BEGIN RECORDS FOR THIS TASK

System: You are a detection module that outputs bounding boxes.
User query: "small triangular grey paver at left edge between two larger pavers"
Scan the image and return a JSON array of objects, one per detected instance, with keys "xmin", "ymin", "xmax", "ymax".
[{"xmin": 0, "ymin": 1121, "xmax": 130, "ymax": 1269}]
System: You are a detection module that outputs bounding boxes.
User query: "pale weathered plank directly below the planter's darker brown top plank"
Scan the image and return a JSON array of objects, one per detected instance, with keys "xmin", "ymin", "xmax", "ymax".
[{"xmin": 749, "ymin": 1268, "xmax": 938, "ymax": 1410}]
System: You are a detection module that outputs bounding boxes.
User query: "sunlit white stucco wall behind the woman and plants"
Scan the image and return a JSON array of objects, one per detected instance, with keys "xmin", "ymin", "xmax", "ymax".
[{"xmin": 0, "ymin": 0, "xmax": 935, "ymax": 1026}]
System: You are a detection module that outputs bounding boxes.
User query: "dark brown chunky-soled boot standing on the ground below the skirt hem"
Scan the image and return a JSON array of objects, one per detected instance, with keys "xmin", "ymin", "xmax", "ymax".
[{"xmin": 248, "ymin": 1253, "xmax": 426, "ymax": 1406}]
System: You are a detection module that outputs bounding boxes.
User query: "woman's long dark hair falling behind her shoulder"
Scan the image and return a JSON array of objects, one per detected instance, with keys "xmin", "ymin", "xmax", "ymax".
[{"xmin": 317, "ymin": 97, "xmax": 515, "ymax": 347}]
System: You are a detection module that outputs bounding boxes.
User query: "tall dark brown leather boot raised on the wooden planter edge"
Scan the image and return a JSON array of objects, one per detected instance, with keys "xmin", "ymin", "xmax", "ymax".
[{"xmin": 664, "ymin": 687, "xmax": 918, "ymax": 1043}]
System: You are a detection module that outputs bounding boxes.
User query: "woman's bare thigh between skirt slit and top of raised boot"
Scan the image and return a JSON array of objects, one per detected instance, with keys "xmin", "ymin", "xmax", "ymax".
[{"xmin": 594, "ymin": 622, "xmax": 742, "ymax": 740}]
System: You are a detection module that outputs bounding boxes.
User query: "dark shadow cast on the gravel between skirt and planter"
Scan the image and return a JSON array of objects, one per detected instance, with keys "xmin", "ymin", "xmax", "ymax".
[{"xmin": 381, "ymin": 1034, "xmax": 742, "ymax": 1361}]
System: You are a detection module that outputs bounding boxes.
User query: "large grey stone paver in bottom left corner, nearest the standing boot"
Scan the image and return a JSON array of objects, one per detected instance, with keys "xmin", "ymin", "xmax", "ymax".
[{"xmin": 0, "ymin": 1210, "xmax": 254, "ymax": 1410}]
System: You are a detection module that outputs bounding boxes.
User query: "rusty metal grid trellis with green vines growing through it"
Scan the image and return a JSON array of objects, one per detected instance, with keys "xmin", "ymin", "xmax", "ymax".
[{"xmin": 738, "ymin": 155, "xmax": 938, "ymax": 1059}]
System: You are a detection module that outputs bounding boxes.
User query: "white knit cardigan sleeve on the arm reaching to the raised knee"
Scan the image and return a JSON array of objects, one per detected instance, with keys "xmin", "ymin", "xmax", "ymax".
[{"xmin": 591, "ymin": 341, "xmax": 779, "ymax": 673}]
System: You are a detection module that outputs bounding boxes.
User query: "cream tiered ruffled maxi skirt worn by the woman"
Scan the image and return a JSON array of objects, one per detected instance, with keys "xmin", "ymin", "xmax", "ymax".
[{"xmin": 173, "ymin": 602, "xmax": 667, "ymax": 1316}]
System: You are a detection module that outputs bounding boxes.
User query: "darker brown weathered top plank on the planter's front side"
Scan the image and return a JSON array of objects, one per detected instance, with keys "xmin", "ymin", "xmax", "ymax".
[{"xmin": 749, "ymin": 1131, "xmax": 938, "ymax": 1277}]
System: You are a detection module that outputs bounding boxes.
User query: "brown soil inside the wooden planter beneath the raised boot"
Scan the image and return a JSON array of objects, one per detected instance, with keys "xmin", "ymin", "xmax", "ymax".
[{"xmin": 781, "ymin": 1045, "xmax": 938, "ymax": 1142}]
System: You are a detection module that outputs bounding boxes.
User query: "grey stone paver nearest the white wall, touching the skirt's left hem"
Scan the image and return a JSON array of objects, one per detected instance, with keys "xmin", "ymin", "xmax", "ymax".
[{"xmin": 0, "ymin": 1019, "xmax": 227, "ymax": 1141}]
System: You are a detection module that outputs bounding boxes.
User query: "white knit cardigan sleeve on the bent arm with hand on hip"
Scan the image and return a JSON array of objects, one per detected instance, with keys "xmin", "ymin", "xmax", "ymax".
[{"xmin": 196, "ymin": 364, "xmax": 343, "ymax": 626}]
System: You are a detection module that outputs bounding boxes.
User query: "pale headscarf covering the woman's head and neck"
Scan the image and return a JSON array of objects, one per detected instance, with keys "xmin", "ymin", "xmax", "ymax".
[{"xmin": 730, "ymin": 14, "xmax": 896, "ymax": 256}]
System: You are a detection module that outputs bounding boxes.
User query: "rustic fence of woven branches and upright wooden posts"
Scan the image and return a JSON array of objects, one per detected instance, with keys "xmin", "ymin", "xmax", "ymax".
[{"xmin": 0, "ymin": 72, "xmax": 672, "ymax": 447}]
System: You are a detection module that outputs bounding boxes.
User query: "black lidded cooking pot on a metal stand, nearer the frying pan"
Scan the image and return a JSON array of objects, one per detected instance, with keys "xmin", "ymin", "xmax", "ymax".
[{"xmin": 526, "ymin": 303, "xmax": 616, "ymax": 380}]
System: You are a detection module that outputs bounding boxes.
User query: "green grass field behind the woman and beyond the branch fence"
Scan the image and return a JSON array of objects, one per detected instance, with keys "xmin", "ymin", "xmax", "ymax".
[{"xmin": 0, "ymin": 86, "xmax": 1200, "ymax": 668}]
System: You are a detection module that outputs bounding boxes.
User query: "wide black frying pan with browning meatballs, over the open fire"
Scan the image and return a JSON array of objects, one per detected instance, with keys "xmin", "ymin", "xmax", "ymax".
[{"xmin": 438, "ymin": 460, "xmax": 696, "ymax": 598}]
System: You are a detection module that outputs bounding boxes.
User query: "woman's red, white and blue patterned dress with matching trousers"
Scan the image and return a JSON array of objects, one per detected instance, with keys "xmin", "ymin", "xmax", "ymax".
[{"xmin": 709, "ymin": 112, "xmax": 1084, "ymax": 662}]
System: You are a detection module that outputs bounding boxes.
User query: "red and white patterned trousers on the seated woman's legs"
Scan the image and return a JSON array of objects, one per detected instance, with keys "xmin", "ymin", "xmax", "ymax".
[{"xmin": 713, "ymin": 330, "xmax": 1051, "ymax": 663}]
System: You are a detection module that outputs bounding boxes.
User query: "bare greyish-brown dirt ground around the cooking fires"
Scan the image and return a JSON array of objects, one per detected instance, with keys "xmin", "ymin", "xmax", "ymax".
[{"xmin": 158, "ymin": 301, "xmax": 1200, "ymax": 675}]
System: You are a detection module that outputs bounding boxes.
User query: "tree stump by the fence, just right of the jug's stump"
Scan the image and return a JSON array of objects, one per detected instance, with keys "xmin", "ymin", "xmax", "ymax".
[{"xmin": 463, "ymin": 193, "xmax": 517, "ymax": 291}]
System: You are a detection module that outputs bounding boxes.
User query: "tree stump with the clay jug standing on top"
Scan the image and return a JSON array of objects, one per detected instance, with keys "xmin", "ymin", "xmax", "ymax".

END RECORDS FOR THIS TASK

### WHAT NEEDS TO BE DONE:
Give the count of lines in the data that contain the word "stump", and write nothing besides it.

### TASK ANSWER:
2